# Start of Listed records

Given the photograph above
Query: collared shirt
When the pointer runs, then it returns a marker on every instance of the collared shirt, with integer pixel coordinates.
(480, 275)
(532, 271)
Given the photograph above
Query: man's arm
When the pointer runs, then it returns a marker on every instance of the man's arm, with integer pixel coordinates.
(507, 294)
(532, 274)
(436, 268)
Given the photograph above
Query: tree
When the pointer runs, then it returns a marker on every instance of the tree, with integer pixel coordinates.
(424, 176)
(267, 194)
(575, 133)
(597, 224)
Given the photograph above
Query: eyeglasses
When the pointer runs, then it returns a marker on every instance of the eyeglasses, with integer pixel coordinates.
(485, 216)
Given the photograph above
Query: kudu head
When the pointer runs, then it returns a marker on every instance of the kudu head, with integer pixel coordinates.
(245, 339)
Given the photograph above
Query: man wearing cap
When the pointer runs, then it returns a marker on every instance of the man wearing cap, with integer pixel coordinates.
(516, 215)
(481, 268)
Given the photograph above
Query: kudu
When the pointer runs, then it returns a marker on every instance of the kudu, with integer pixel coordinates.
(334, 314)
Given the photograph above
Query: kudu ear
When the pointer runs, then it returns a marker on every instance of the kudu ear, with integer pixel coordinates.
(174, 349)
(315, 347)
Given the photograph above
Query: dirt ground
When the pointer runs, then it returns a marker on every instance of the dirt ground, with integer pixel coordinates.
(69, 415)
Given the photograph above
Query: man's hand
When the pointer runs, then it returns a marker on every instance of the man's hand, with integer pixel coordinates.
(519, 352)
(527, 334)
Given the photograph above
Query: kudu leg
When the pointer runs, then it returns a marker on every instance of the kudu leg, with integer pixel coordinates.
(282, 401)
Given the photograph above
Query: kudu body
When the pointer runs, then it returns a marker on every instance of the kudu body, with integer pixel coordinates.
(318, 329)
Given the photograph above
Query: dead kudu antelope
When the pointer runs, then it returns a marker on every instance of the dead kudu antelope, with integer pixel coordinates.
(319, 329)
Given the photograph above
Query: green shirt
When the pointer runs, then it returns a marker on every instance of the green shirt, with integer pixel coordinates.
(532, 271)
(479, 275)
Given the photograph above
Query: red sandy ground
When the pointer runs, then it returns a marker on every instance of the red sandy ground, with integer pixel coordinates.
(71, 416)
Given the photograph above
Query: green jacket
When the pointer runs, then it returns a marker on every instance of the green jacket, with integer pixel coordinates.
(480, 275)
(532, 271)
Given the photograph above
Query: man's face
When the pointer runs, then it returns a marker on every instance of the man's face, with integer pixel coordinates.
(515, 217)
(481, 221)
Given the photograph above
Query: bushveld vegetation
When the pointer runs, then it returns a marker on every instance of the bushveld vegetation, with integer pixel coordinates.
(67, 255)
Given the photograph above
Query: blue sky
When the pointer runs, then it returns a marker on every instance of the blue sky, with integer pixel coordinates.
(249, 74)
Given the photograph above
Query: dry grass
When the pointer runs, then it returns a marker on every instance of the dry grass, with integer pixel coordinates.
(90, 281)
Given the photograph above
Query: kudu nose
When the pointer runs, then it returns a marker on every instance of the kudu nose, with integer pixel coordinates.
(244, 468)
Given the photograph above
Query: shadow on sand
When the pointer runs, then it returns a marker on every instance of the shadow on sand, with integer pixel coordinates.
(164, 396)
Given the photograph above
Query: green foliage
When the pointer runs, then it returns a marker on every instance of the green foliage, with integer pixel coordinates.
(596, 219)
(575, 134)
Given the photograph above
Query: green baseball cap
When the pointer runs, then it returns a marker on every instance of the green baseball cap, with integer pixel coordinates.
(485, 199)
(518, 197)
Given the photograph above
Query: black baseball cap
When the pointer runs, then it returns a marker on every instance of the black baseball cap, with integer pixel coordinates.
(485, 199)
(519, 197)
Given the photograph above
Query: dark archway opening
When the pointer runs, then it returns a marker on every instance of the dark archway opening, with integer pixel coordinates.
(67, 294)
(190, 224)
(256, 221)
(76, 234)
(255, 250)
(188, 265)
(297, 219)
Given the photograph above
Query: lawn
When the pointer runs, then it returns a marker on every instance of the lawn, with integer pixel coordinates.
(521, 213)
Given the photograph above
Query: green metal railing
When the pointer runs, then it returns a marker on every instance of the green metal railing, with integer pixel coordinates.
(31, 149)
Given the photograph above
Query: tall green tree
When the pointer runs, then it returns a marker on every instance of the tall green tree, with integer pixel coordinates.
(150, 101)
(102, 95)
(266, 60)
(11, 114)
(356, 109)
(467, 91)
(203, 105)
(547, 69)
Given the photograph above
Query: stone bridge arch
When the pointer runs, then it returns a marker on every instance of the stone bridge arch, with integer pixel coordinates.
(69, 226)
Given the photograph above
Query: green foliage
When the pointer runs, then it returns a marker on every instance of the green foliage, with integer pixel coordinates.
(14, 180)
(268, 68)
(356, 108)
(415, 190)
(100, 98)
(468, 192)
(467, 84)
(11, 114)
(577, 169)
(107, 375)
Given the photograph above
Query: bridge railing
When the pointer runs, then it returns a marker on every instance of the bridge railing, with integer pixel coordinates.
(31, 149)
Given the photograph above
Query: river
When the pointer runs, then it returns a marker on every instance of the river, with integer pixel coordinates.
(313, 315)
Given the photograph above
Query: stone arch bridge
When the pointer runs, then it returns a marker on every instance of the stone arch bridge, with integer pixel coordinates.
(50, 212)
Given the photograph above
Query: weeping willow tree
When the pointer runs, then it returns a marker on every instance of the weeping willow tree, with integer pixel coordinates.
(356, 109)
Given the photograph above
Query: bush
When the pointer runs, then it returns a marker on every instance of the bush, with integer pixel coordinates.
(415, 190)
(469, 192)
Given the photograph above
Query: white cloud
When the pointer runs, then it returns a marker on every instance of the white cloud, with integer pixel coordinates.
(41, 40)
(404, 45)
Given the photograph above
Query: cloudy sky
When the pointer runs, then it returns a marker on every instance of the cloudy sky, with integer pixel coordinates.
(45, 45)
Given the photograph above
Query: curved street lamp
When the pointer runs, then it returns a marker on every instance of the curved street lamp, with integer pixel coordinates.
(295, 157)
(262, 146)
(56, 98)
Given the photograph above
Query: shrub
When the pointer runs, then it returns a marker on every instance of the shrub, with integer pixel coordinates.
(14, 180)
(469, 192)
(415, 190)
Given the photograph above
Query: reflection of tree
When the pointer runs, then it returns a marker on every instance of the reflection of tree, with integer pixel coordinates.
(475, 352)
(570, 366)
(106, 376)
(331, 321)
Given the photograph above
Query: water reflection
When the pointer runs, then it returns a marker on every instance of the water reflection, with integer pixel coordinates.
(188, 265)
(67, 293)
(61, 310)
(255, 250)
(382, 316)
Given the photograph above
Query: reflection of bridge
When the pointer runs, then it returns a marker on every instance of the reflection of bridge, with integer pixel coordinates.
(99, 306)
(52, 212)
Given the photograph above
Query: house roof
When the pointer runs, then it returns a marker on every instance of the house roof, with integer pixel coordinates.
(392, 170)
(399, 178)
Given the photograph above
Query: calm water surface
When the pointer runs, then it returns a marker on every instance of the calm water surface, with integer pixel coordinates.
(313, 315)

# End of Listed records
# Start of Listed records

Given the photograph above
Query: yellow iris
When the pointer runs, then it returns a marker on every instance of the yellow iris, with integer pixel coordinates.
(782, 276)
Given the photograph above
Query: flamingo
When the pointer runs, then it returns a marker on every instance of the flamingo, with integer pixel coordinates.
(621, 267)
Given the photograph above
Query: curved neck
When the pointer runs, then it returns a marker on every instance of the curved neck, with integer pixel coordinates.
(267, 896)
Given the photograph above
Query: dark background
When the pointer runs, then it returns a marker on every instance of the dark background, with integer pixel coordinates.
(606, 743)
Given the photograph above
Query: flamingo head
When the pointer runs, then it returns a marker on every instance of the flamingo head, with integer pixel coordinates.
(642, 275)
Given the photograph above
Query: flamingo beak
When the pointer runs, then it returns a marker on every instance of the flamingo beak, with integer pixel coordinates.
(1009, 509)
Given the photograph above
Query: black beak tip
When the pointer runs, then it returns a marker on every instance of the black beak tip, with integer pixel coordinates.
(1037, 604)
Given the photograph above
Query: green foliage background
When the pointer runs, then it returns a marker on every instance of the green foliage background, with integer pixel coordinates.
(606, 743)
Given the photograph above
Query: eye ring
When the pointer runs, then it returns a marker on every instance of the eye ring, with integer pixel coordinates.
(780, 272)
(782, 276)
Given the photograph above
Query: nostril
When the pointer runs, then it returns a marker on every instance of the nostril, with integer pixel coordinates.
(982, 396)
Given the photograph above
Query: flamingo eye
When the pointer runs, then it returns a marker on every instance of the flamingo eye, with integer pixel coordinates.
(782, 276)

# End of Listed records
# Start of Listed records

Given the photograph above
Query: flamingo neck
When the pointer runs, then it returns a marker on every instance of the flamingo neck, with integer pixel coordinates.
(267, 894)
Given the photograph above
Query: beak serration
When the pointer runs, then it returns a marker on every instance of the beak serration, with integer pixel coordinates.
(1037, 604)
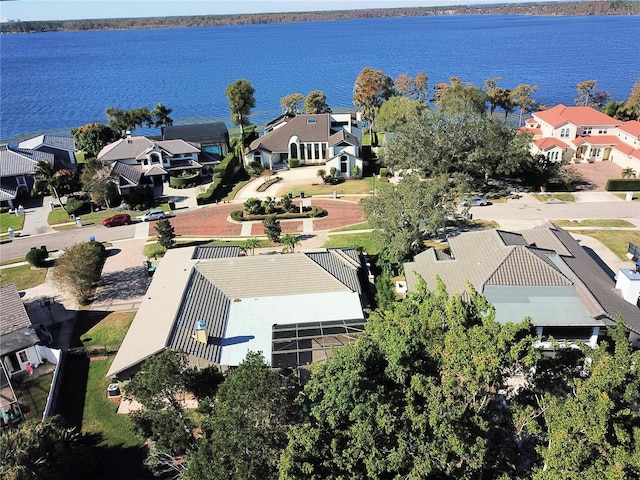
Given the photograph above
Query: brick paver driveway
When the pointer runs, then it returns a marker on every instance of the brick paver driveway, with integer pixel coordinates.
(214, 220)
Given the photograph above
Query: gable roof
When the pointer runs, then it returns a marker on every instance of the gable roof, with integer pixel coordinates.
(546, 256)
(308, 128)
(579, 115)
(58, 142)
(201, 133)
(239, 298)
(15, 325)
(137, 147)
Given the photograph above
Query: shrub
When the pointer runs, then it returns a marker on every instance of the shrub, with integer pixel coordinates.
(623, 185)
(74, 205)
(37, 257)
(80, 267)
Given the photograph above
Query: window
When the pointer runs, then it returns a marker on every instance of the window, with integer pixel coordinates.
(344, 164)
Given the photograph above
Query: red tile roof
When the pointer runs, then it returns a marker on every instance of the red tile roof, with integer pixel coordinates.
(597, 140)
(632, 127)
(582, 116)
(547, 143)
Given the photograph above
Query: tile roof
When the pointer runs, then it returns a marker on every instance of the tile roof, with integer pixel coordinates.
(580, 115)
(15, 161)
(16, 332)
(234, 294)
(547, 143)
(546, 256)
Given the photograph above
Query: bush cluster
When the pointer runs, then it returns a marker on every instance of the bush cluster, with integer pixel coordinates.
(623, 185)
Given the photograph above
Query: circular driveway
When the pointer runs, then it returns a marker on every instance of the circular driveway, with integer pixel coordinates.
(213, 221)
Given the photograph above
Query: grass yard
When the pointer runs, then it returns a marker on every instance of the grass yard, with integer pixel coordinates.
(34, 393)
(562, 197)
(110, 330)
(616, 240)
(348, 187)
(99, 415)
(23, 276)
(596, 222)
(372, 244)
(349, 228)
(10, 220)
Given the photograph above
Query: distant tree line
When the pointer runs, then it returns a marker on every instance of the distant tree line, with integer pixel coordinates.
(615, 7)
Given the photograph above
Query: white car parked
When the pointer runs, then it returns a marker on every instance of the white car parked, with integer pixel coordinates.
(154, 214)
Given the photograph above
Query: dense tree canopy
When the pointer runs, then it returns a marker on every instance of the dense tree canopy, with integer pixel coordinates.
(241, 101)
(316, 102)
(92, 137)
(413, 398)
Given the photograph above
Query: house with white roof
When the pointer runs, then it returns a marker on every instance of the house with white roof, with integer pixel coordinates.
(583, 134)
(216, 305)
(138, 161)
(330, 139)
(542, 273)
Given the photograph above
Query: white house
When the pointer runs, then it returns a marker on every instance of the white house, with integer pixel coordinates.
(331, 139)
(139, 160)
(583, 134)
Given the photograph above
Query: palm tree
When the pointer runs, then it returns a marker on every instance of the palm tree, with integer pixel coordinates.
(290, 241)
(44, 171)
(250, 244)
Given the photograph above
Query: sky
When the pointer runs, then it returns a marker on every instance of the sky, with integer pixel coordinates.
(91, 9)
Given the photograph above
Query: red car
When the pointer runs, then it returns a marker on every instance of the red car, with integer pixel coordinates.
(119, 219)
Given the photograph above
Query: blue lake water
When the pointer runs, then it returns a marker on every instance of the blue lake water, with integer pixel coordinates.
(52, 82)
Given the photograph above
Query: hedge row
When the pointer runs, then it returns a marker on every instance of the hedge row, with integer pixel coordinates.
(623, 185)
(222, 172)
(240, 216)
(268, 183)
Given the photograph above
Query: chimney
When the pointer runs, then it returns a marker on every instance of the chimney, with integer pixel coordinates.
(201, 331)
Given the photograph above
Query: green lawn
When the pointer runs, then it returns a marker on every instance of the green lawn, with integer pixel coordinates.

# End of Listed records

| Task goal |
Please pull out every line of the rows above that contains the word “curved”, treating uppercase and lowercase as different.

| Answer below |
Query: curved street lamp
When the pointer runs, then it returns a marker on every instance of the curved street lamp, with integer pixel coordinates.
Query: curved neck
When the pointer runs, then it returns a marker on every instance of the curved neck, with integer pixel coordinates.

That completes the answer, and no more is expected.